■ Problem description ■
Extract the full set of records, then give each one again exactly.

Records from a point labeling set:
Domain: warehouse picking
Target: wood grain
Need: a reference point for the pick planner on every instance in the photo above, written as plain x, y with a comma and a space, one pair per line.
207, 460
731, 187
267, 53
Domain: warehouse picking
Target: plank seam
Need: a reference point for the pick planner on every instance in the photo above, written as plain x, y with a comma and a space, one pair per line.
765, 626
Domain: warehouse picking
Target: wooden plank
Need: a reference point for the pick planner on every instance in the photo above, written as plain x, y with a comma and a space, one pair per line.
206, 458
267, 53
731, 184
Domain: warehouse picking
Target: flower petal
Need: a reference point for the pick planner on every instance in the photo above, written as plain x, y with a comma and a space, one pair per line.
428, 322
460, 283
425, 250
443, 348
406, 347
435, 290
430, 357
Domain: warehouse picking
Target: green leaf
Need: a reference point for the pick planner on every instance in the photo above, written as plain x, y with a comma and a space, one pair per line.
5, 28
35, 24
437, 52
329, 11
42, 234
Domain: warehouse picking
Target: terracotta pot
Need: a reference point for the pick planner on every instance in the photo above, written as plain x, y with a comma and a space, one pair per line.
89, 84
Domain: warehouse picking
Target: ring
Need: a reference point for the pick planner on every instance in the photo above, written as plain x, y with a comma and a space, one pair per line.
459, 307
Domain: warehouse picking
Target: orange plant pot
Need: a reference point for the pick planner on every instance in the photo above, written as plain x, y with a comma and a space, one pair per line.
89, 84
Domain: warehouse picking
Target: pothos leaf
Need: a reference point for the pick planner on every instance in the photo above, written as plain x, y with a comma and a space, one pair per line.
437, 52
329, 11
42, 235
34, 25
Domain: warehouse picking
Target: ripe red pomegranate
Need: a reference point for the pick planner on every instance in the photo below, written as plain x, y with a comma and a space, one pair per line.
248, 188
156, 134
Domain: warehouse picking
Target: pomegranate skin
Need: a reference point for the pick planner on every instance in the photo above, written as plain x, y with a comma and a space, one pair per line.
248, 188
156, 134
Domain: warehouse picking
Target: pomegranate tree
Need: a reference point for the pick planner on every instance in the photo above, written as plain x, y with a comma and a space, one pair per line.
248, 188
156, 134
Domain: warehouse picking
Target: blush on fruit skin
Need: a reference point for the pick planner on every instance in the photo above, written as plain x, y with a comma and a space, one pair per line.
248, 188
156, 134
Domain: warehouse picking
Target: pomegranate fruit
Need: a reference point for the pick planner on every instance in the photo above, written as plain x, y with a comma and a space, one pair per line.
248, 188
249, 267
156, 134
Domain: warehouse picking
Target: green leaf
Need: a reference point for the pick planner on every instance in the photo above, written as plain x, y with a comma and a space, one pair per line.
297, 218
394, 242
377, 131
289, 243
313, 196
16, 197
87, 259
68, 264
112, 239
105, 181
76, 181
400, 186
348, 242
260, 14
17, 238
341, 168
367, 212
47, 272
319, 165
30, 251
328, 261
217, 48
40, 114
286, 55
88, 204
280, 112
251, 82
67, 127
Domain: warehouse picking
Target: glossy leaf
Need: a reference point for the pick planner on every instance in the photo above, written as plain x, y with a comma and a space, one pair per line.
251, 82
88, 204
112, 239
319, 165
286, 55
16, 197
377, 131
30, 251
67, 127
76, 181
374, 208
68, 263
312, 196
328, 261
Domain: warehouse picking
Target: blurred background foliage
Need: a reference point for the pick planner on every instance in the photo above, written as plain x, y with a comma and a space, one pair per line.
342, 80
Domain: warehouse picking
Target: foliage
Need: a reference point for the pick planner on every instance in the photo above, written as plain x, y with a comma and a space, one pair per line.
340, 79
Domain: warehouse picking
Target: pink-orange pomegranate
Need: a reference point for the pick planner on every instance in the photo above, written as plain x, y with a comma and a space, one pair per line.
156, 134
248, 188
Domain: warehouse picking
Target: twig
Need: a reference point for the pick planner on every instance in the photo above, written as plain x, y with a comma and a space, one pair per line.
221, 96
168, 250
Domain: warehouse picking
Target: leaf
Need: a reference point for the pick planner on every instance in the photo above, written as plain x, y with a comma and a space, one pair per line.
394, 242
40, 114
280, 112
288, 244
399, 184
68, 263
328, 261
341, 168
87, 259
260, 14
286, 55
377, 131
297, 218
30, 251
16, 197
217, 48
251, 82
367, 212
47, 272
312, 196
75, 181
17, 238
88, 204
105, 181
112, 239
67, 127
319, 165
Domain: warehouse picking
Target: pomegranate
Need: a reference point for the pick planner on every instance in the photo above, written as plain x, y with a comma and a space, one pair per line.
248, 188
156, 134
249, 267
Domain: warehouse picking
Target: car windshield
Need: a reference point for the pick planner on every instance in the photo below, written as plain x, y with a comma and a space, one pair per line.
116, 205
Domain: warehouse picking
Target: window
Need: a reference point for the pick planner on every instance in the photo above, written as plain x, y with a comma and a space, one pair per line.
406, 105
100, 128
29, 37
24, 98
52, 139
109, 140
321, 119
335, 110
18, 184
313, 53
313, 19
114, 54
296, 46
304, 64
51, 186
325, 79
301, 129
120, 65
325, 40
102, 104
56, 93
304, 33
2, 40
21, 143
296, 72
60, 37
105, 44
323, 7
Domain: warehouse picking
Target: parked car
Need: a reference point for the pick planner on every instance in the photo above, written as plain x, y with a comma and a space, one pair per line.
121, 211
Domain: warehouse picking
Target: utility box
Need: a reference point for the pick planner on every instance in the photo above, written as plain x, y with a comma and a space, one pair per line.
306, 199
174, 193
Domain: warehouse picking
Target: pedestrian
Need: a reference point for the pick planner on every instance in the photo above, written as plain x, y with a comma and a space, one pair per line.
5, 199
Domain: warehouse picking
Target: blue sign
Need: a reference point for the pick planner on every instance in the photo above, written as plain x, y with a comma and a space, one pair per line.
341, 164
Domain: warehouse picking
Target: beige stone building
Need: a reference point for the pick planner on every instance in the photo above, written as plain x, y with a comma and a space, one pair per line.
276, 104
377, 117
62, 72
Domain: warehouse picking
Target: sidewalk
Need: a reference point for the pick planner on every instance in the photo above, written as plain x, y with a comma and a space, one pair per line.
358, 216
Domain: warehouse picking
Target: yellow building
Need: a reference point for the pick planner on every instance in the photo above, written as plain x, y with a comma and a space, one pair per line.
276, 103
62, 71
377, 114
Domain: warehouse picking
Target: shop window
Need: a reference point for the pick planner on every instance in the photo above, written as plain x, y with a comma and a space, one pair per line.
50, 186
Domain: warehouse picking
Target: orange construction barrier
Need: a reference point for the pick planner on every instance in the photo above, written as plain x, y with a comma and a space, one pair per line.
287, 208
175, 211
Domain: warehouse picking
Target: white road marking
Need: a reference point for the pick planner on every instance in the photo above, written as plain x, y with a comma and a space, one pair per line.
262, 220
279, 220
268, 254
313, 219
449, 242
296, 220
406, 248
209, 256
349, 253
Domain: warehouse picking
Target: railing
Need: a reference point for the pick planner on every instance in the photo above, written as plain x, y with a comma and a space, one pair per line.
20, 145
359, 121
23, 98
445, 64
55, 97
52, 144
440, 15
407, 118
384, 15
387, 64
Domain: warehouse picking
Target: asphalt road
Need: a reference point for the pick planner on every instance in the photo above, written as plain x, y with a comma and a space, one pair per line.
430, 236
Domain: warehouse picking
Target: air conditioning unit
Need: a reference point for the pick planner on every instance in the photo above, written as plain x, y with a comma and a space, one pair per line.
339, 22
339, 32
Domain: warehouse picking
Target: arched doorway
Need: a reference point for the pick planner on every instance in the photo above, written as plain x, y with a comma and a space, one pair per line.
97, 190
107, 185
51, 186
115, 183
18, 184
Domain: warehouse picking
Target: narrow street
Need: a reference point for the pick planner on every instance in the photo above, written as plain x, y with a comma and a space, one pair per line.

■ Reply ■
Domain: warehouse picking
Target: wood grain
Need: a reference point for the pick planner on every instance in the photo above, written as plain x, y with a comma and a space, one pair per line.
207, 460
731, 187
267, 53
Domain: warehouse picking
Target: plank seam
Need: a reference point for the pick planner on every instance in the photo above, written as plain x, y with a comma and a space, one pair per line.
765, 626
Domain: warehouse picking
Target: wooden plank
Need: a reference point for the pick planner on every instance in the photo above, written as plain x, y with a comma and a space, one pair per line.
206, 458
267, 53
731, 184
Domain: warehouse picking
Target: flower petal
Need: a reference point for the pick planner on every instance in the photo above, written as plain x, y with a comma and a space, one pair per line.
428, 322
460, 283
425, 250
443, 348
406, 347
435, 290
430, 357
Domain: warehouse picking
Target: green leaf
Need: a reference point for the pick planner on every instance in the photo above, written as plain x, y with a comma and a space, one pair per line.
5, 28
35, 24
437, 52
329, 11
42, 234
Domain: warehouse picking
Target: terracotta pot
Need: a reference point for the pick planner on every instance in the photo above, written as plain x, y with a comma and a space, one pair per line.
89, 84
Domain: warehouse picking
Target: ring
Need: a reference point for the pick planner on every instance in the photo above, written as plain x, y with a comma and a space, one pair per line.
459, 307
Domain: warehouse picking
Target: orange plant pot
Need: a reference point for the pick planner on every instance in the photo above, written as plain x, y with a comma and a space, one pair per line.
89, 84
Domain: warehouse picking
Target: pothos leaf
Need: a reference point for the pick planner on every instance in the photo above, written as plain x, y with a comma and a space, one pair per line.
437, 52
329, 11
42, 235
34, 25
Domain: warehouse picking
Target: ripe red pomegranate
Need: a reference point for the pick planner on every instance in the photo below, written as plain x, y with a comma and a space, one pair per line.
248, 188
156, 134
Domain: warehouse picking
Target: pomegranate skin
Need: a reference point for the pick planner on every instance in the photo above, written as plain x, y with a comma and a space, one pair per line.
248, 188
156, 134
Domain: warehouse picking
Target: pomegranate tree
Need: a reference point for the pick planner on every instance in the photo above, written as plain x, y with a comma and a space, one pair per line.
248, 188
156, 134
Domain: warehouse picking
Target: blush on fruit skin
Need: a reference point for the pick planner on every instance in the photo above, written as plain x, y with a comma and a space, one pair per line.
248, 188
156, 134
Domain: warehouse picking
Target: pomegranate fruit
Need: a reference point for the pick planner on every instance in the photo above, written as plain x, y with a comma and a space, one pair per line.
248, 188
249, 267
156, 134
Domain: warehouse picking
Target: green leaf
Need: a reference point for the pick planner on every instance in the photo above, written as plain x, y with a comma and a space, one pair per line.
297, 218
394, 242
377, 131
289, 243
313, 196
16, 197
87, 259
68, 264
112, 239
105, 181
76, 181
400, 186
348, 242
260, 14
17, 238
341, 168
367, 212
47, 272
319, 165
30, 251
328, 261
217, 48
40, 114
286, 55
88, 204
280, 112
251, 82
67, 127
Domain: warehouse picking
Target: glossy leaf
Need: a reference point for the pick planner on every instance in the photo above, written as plain x, y with a comma and a space, one pair per line.
251, 82
88, 204
112, 239
319, 165
286, 55
16, 197
377, 131
30, 251
67, 127
76, 181
374, 208
68, 263
312, 196
328, 261
Domain: warehouse picking
Target: blurred background foliage
Need: a reference point for the pick planner on every instance in the photo above, written as plain x, y with a comma and a space, one pair per line.
342, 80
Domain: warehouse picking
Target: foliage
Need: a reference point for the pick planner on every instance in the photo above, written as plain x, y with a comma and a space, one pair per line.
340, 79
Domain: warehouse picking
Target: pink-orange pomegranate
Need: a reference point for the pick planner on every instance in the photo above, written as plain x, y with a comma and a space, one pair per line.
156, 134
248, 188
Domain: warehouse picking
Target: twig
Need: a reference point for the pick planner on every instance in the photo above, written as plain x, y with a comma and a space, one pair per line.
221, 96
168, 250
Domain: warehouse picking
Target: leaf
Need: a reference point for the pick planner on every instance in the photo above, written as plain x, y with a comma and a space, one pair per line.
394, 242
40, 114
280, 112
288, 244
399, 184
68, 263
328, 261
341, 168
87, 259
260, 14
286, 55
377, 131
297, 218
30, 251
16, 197
217, 48
251, 82
367, 212
47, 272
312, 196
75, 181
17, 238
88, 204
105, 181
112, 239
67, 127
319, 165
Domain: warehouse picking
Target: pomegranate
Need: a reference point for the pick planner on every instance in the photo above, written as plain x, y with a comma and a space, one pair per line.
248, 188
156, 134
249, 267
Domain: warehouse picking
Target: car windshield
Need: a reference point for the pick planner on every instance in the photo below, written as plain x, y with a comma and a space, one pair per line.
116, 205
Domain: warehouse picking
Target: window
Need: a reference point for the pick planner on every instance in the photo above, written as plain x, y with a comma and a space, one pair per line.
406, 105
100, 128
29, 37
24, 98
52, 139
109, 140
321, 119
335, 110
18, 184
313, 53
313, 19
114, 54
296, 46
304, 64
51, 186
325, 79
301, 129
120, 65
325, 40
102, 104
56, 93
304, 33
2, 40
21, 143
296, 72
60, 37
105, 44
323, 7
Domain: warehouse picking
Target: parked car
Need: a reference point for the pick planner on every instance in the photo above, written as plain x, y with a comma and a space, one pair per line.
121, 211
Domain: warehouse picking
Target: utility box
Need: a reference point for the pick planner on every instance in the photo above, written as plain x, y with a comma and a space, one pair per line.
306, 199
174, 193
Domain: warehouse picking
Target: pedestrian
Need: a reference point for the pick planner on every instance in the photo above, written as plain x, y with a comma and a space, one pair per line.
5, 199
Domain: warehouse picking
Target: blue sign
Need: a reference point for the pick planner on every instance in the photo above, written as plain x, y with a comma and a space, one pair per line.
341, 164
Domain: warehouse picking
Target: beige stone building
Need: a reference point for the pick planner on every instance in the photo above, written as plain x, y with a comma and a space, one pair per line.
276, 104
377, 117
62, 72
Domain: warehouse picking
Target: sidewalk
Need: a reference point for the pick planner on every instance in the photo above, written as plain x, y with a comma and a space, one pair per line.
358, 216
Domain: warehouse picking
Target: yellow building
Need: a reference point for the pick planner on every instance in the photo above, written as plain x, y with a comma and a space, one pair per line.
276, 103
62, 71
377, 114
Domain: warehouse picking
Target: shop window
Need: a reference point for the pick planner on every instance in the photo above, written as plain x, y with a comma and a space, one pair per line.
50, 186
Domain: warehouse picking
Target: orange construction barrier
Need: a reference point for the pick planner on every instance in the photo above, written as plain x, y with a comma and a space, one pair per line.
287, 208
175, 211
Domain: warehouse picking
Target: white road marking
Need: a reference point for the pick planner on every instance in the photo above, written as plain x, y with a comma and a space, one pair per line.
262, 220
279, 220
268, 254
313, 219
449, 242
296, 220
406, 248
209, 256
349, 253
Domain: warehouse picking
Target: railing
Need: a reference point for the pick planner on every instance in the photo above, written as plain x, y with a comma and a space, one pair per line.
20, 145
359, 121
23, 98
445, 64
55, 97
52, 144
440, 15
407, 118
384, 15
387, 64
Domain: warehouse picking
Target: asphalt road
Need: a reference point for the pick planner on every instance in the photo above, written as plain x, y with a comma and a space, one pair per line.
430, 236
Domain: warehouse picking
Target: air conditioning unit
Need: a reference point for the pick planner on every instance in the photo above, written as plain x, y with a comma and a space, one pair per line.
339, 22
339, 32
Domain: warehouse picking
Target: arched doorway
Need: a reference point for the pick planner on every instance in the photo above, written as plain x, y with a comma and a space, one pair per line.
97, 190
107, 185
51, 186
115, 183
18, 184
Domain: warehouse picking
Target: narrow street
Need: a reference point for the pick planner on every instance in the photo above, written as plain x, y with a comma and a space, one pair per line.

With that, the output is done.